Rows from a dataset:
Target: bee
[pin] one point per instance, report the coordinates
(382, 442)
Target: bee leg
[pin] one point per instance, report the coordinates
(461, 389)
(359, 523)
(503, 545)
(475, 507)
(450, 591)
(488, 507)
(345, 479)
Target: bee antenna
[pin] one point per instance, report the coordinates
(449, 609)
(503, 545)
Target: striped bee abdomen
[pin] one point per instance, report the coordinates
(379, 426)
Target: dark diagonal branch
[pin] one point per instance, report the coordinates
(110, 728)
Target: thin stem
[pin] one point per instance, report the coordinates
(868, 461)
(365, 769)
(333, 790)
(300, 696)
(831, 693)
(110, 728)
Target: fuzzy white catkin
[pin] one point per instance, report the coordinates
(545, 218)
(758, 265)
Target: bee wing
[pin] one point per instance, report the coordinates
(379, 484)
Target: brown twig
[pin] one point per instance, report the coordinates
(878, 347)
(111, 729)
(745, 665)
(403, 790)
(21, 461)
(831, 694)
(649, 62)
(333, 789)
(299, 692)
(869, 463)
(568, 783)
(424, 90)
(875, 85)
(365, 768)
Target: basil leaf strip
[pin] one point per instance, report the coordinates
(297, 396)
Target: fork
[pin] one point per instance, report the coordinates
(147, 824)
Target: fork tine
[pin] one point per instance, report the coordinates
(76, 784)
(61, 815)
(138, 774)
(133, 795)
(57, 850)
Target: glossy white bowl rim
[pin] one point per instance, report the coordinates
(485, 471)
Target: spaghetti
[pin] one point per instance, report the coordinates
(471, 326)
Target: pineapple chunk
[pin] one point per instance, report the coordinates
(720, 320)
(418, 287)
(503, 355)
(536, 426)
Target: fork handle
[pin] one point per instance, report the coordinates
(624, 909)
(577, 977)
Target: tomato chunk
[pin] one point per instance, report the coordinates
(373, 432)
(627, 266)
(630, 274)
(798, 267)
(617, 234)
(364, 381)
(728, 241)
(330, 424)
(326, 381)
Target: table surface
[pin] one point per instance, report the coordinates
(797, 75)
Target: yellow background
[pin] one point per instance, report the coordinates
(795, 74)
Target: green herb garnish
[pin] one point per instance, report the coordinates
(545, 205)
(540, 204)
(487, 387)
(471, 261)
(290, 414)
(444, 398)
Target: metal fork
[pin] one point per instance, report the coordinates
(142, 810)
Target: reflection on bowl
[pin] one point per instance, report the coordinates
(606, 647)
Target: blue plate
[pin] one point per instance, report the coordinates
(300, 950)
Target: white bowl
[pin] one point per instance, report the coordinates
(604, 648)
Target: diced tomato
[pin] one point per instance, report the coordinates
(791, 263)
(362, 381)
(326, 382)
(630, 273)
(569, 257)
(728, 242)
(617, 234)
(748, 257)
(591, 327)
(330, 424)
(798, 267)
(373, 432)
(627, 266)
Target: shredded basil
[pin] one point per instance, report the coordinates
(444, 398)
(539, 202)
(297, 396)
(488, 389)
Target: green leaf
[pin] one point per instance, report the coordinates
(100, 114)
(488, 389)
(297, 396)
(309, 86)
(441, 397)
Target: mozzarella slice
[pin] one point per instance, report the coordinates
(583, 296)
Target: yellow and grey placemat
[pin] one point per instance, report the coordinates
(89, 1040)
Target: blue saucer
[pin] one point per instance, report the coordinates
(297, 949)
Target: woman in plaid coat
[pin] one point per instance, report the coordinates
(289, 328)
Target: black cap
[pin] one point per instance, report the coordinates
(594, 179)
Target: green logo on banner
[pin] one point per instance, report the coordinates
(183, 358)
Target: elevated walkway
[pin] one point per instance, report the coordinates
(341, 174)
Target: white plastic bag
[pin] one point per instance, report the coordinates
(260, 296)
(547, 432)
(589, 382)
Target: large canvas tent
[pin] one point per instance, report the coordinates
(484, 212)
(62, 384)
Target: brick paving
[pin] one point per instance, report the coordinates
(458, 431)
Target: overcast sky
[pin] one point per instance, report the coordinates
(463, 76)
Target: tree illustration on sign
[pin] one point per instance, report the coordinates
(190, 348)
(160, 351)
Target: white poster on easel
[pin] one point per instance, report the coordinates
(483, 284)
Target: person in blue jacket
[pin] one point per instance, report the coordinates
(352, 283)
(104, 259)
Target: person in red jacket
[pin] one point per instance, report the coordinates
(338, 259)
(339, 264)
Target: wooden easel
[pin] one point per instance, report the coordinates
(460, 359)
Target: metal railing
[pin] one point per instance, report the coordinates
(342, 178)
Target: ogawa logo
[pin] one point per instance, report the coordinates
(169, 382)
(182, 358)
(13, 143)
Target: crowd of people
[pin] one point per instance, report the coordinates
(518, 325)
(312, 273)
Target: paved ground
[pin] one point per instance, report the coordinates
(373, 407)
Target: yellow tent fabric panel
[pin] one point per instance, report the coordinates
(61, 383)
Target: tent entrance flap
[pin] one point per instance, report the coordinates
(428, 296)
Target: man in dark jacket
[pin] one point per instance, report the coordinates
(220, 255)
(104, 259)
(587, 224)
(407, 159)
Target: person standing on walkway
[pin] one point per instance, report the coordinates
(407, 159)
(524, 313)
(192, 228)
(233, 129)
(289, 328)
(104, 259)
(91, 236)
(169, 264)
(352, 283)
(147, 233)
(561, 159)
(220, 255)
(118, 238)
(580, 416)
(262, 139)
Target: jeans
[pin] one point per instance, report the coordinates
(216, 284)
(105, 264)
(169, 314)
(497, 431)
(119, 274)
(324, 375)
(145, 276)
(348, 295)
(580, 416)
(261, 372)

• [TASK DESCRIPTION] Add 48 to every coordinate in the answers of the listing, and write out again all lines from the one holding "Target: tent entrance flap" through the end of the listing, inclusive, requests included.

• [THE REPLY]
Target: tent entrance flap
[pin] one point per instance, report the coordinates
(476, 344)
Target: man in dark jacket
[pin] one point per instance, report the coordinates
(268, 303)
(152, 307)
(635, 272)
(455, 207)
Target: person standing on walkway
[pin] one point per instance, report the coordinates
(455, 207)
(572, 361)
(240, 276)
(281, 177)
(337, 376)
(152, 307)
(139, 284)
(217, 312)
(400, 331)
(195, 281)
(609, 207)
(268, 303)
(166, 286)
(628, 464)
(310, 187)
Target: jeans
[pin] one point per instance, report the coordinates
(264, 332)
(153, 312)
(217, 362)
(545, 479)
(167, 322)
(372, 423)
(193, 324)
(396, 343)
(628, 464)
(309, 420)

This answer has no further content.